----- Text segment

You should now be more comfortable working on the command line and writing small Python programs.
You know how to control an LED and read the status of a button. Both a simple devices with only two possible states each: either on or off, or pressed/not-pressed.
Sensors are sophisticated integrated devices that you can use to measure a range of environment factors, such as temperature and humidity, the strength of the Earth’s magnetic field (or a small magnet), various forces and acceleration, even the concentration of various chemicals in the air.
In this and the next lesson I’ll show you how to setup and use a common environment sensor, the DHT22. With the DHT22 you can measure temperature and humidity. This is an integrated digital sensor that uses a communication protocol to “talk” to its host. The host can be a microcontroller, like the Arduino, or a computer, like the Raspberry Pi.
The protocol is a language that the two devices use to communicate. The DHT22 will respond to a request for a reading from the Raspberry Pi with the raw numbers that represent the temperature and humidity. Unlike the button, which only has two states, a sensor like the DHT22 is a real “chat box” that sends several bytes of data, encoded according to its protocol, that the host has to decipher.
As you can see from this description, using a sensor is a bit more involved then using a button. As the programmer, you will need to understand the intricacies of the communications protocol, which include things like register addresses, specific timings for requests and events, and a deeper understanding of computer concepts like "Big-endian" and "Little-endian" and checksums.
That’s too much if you just want to measure a temperature.
Luckily, all this low-level functionality is packaged nicely inside libraries that we can easily integrate with our programs. We can then extract the information we need from the sensor with a simple command.
This is what we’ll do with the DHT22. The process involves to install one of the many DHT22 libraries for Python and the Raspberry Pi, and then to run one of the example programs.
First, let’s add the DHT22 sensor on the breadboard and connect it to the Raspberry Pi.
Go ahead and wire the right part of this schematic, that includes the DHT22 sensor and the 10 kΩ resistor (see schematic below).
In the photograph below you can see my assembly of the circuit on a mini breadboard.
Don’t forget to turn off your Raspberry Pi before you connect the sensor. Do that like this:
$ sudo shutdown -h now
Wait for the shutdown to complete, and then remove the power cable.

----------

» **Written request**
Pick up the DHT22 sensor tutorial above right after its final sentence and keep writing it.

----- Excerpted data

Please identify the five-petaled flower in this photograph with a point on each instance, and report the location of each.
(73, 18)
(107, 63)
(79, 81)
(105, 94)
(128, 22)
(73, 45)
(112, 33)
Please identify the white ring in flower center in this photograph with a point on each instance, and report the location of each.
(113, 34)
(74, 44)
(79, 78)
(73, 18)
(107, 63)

----------
----- Excerpted data

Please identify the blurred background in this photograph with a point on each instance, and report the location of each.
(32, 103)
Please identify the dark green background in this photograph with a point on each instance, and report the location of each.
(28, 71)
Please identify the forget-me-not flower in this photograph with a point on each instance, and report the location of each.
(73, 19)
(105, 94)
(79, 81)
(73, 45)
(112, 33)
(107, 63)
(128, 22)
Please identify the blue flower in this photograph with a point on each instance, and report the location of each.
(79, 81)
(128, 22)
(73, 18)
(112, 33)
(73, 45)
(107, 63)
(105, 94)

----------

» **Response below**
Once you have assembled and confirmed the circuit, apply power and wait for a couple of minutes, then login to your Raspberry Pi as “pi”.
You will install the Adafruit DHT library for the Raspberry Pi. This library is hosted on Github. There are a few ways by which you can transfer the library (or any file) to your Raspberry Pi, but for now, and because this library is hosted on Github, the easiest is to use Git. With Git, you can clone (copy) a repository from Github to your Raspberry Pi.
But first, you need to install Git on your Raspberry Pi.
That is easy. Assuming you are logged in as Pi, copy this command:
$ sudo apt-get install git-core
This will install the Git tool on your Raspberry Pi. Wait for the installation to complete, and then configure the tool for use:
pi@raspberrypi-zero:~ $ git config --global user.email [email protected]
pi@raspberrypi-zero:~ $ git config --global user.name "Peter"
Of course, use your own email address and name.
Now you can go ahead and clone the repository into your pi user home folder. Copy this into the command line:
pi@raspberrypi-zero:~ $ git clone https://github.com/adafruit/Adafruit_Python_DHT.git
Cloning into 'Adafruit_Python_DHT'...
remote: Enumerating objects: 325, done.
remote: Total 325 (delta 0), reused 0 (delta 0), pack-reused 325
Receiving objects: 100% (325/325), 98.35 KiB | 234.00 KiB/s, done.
Resolving deltas: 100% (176/176), done.
That’s it, you now have a copy of the DHT22 library repository in your local folder.
The repository contains a few example programs that you can play with, as well as the library itself.
Before you can play with the examples, you must install the library.
Follow this process:
1. Go in the repository directory:
$ cd Adafruit_Python_DHT/
2. Run the setup utility:
$ sudo python3 setup.py install
The setup utility will produce a lot of output in the console, and eventually show you something like “Finished processing dependencies for Adafruit-DHT==1.4.0”.
The library is now installed.
Let’s play with it in the next lecture.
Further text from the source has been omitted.